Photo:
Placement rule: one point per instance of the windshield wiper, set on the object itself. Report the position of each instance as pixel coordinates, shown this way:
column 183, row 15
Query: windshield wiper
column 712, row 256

□ □ □

*STATED EXERCISE*.
Rewrite the entries above, swapping "windshield wiper" for "wiper blade" wherever it occurs and changing nothing else.

*FINAL RESULT*.
Photo:
Placement rule: one point per instance of the wiper blade, set on the object itself. Report the position of each instance as pixel coordinates, shown this way:
column 183, row 15
Query: wiper blade
column 712, row 256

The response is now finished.